PARTES DEL EJERCICIO
A: Según el texto sobre las prohibiciones taurinas, ¿por qué resultó extraña la prohibición de 1867? Responde en una a tres oraciones.
B: Reproduce del texto sobre las prohibiciones taurinas el tramo que va desde "El siguiente Pontífice, Gregorio" hasta "desoyeron en España.".
C: Indica si cada afirmación coincide con el texto sobre las prohibiciones taurinas. Contesta sí o no y cita las palabras del texto que lo deciden. (i) Gregorio XIII extendió la prohibición a todos los fieles. (ii) La prohibición de Benito Juárez estuvo vigente durante 19 años. (iii) Clemente VIII liberó de condena a los participantes en la fiesta taurina en 1596.

TEXTO DEL EJERCICIO
----
El siguiente Pontífice, Gregorio XIII, acotó en 1575 la prohibición sólo a los religiosos y que no hubiera corridas en días de fiesta cristianos. Pero el siguiente papá, Sixto V, volvería a generalizar la prohibición, hasta que Clemente VIII, en 1596, liberó de toda condena a los participantes en la fiesta taurina. Esta fue la última vez que la Iglesia católica trató de regular los toros. Pero en realidad, las prohibiciones, aunque aplicables a México, al ser un reino cristiano, no se implementaron pues las desoyeron en España.
La siguiente prohibición a los toros en México vino en 1867 por el presidente Benito Juárez, quien luego de fusilar al emperador Maximiliano, buscó verse culto y pacifista con el mundo. Fue esta la primera prohibición real que se aplicó en México y estaría vigente por 19 años. Fue una extraña prohibición, pues luego de tantas guerras e intervenciones, las arcas de la nación estaban sin dinero y los impuestos que se aplicaban a las corridas eran usados para obra pública, muy necesitada entonces. Pero con la Ley de Dotación del Fondo Municipal de México se prohibieron las corridas en todos los ayuntamientos y en el gobierno del Distrito Federal.
----
EXTRACTO DEL LISTADO
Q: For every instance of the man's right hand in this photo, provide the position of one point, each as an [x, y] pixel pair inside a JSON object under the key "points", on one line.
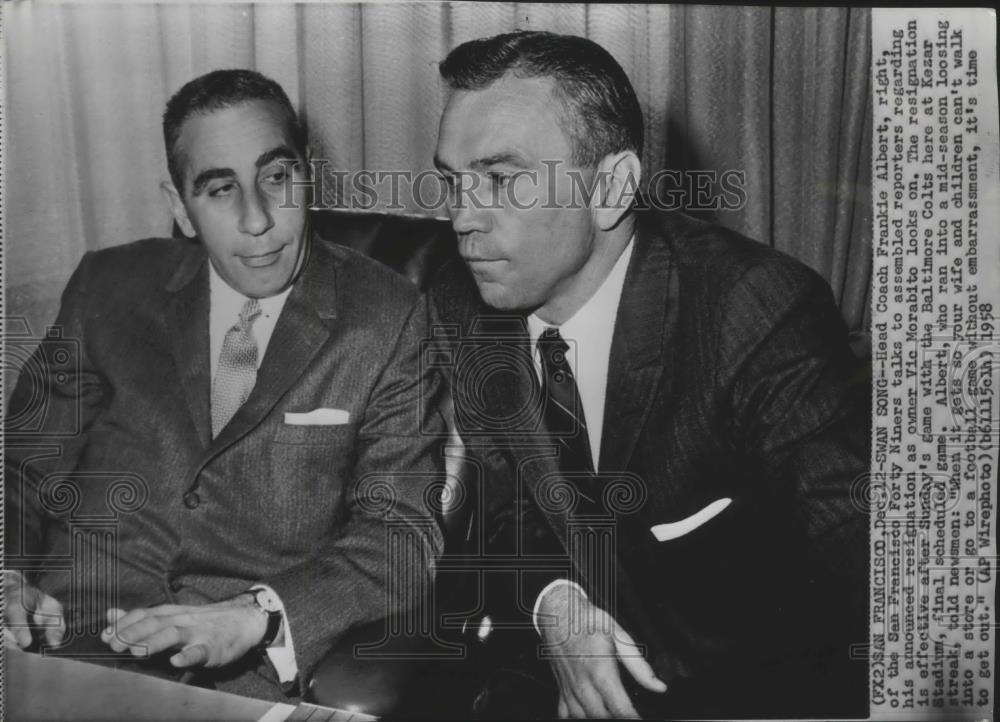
----
RESULTADOS
A: Resultó extraña porque, tras tantas guerras e intervenciones, las arcas de la nación estaban sin dinero. Además, los impuestos que se cobraban a las corridas se usaban para obra pública, muy necesitada entonces.

B:
El siguiente Pontífice, Gregorio XIII, acotó en 1575 la prohibición sólo a los religiosos y que no hubiera corridas en días de fiesta cristianos. Pero el siguiente papá, Sixto V, volvería a generalizar la prohibición, hasta que Clemente VIII, en 1596, liberó de toda condena a los participantes en la fiesta taurina. Esta fue la última vez que la Iglesia católica trató de regular los toros. Pero en realidad, las prohibiciones, aunque aplicables a México, al ser un reino cristiano, no se implementaron pues las desoyeron en España.

C:
(i) No: "acotó en 1575 la prohibición sólo a los religiosos".
(ii) Sí: "estaría vigente por 19 años".
(iii) Sí: "Clemente VIII, en 1596, liberó de toda condena a los participantes en la fiesta taurina".